- Exercise directions:
Comb through the entries for "below" and pull out each line that holds it.

- Exercise input:
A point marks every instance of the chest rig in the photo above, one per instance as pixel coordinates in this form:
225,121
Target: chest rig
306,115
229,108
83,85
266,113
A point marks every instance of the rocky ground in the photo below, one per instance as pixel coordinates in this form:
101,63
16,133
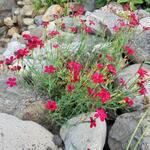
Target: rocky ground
18,17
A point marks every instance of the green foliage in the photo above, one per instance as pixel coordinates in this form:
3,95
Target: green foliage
133,3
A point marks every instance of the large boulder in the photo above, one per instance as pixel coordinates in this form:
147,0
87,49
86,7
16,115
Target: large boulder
77,134
16,134
140,42
129,75
14,100
104,21
123,129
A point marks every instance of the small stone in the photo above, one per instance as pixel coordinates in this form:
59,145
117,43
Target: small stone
8,21
24,135
38,20
77,135
3,30
51,11
20,3
17,11
12,31
28,10
42,11
32,26
28,21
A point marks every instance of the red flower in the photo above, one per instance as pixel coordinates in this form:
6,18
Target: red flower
74,29
51,105
92,122
129,50
54,33
70,88
91,22
10,60
99,66
45,24
98,78
101,114
133,20
87,29
142,73
109,57
50,69
80,11
34,42
111,68
116,28
129,101
15,68
74,68
56,46
91,92
11,82
27,36
63,26
143,90
22,53
104,95
122,82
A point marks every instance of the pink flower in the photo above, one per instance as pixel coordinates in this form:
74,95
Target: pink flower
142,73
104,95
54,33
133,20
75,68
143,90
51,105
9,61
11,82
129,50
91,92
99,66
101,114
27,36
91,22
22,53
111,68
109,57
74,29
49,69
45,24
70,88
98,78
55,46
129,101
92,122
87,29
116,28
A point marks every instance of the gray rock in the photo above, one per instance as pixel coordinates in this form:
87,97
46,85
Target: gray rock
123,129
7,4
8,21
89,5
129,75
3,30
78,135
28,21
104,21
142,13
18,135
14,100
12,47
38,20
140,42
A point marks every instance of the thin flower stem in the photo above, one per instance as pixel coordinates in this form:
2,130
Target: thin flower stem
143,116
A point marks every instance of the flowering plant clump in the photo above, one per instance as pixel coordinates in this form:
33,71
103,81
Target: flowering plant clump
76,82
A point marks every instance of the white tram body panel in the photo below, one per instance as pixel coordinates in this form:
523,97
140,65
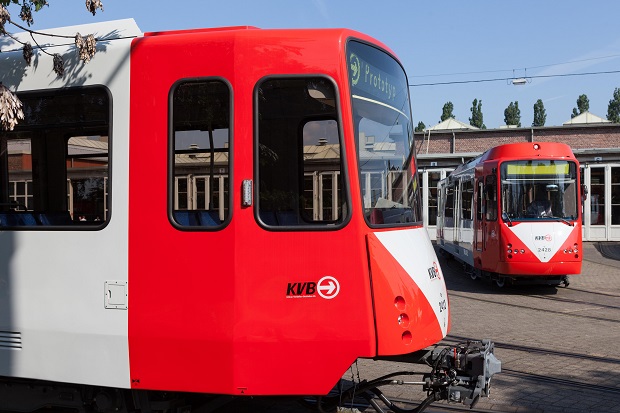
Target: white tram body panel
34,304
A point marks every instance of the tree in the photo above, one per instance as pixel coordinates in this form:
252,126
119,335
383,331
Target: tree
448,107
540,115
583,105
512,114
10,105
476,114
613,110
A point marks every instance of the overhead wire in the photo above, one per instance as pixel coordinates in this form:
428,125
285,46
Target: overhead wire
508,79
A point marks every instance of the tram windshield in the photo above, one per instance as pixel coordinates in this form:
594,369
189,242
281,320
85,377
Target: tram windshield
539,189
383,128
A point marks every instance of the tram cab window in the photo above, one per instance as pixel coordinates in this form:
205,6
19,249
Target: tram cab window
300,164
540,189
200,141
389,188
55,163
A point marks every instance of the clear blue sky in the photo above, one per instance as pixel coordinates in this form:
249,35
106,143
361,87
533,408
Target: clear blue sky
437,42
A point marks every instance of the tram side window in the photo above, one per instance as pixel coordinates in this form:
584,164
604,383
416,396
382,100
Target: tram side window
200,140
491,197
55,163
467,190
300,167
479,203
449,207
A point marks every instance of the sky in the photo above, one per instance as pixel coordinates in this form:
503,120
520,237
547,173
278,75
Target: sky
452,50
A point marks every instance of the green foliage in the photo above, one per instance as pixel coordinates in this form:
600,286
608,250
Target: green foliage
540,115
448,107
512,114
476,114
583,105
613,110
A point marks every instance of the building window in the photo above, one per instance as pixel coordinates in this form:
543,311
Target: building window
56,162
200,141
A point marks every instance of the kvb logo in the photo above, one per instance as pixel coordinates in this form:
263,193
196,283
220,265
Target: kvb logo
327,287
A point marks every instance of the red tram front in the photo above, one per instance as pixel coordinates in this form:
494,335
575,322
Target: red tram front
235,211
515,212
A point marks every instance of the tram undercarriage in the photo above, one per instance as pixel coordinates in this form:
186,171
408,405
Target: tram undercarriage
459,374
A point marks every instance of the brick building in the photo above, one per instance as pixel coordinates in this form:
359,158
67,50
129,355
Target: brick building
595,142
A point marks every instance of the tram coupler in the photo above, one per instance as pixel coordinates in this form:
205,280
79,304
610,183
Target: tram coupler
462,373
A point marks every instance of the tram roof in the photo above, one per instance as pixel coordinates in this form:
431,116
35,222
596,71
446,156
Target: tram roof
103,31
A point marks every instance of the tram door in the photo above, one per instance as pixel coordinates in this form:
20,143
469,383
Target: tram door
479,218
489,227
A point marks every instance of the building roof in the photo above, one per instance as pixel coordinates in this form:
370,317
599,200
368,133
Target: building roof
585,118
451,124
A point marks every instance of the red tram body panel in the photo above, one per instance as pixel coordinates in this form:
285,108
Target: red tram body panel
514,213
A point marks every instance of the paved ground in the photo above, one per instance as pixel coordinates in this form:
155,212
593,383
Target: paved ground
559,347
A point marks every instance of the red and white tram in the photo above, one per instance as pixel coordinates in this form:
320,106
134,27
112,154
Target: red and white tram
218,211
514,214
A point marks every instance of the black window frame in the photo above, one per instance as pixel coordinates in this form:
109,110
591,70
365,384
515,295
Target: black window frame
55,219
272,223
172,151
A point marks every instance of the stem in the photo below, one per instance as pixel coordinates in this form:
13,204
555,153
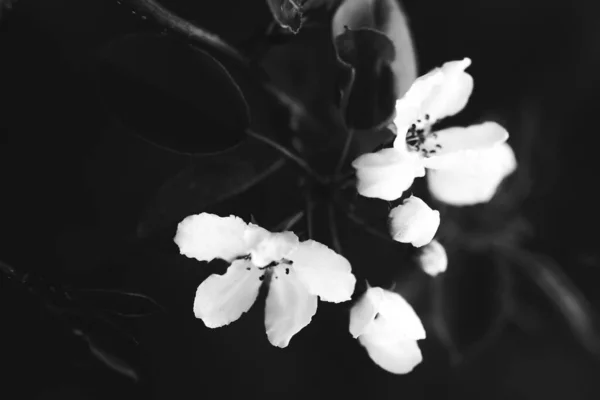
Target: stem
335,237
166,17
287,153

- Output for this exercise:
A point marks every instance of the rocky ground in the photo below, one per instance as pixel coordinates in this form:
A point marks every instance of the white tram body panel in the photo below, one per instance as pixel coordinates in this form:
A point marks every instance of the stem in the photo below, one per instance as pixel coordinates in this form:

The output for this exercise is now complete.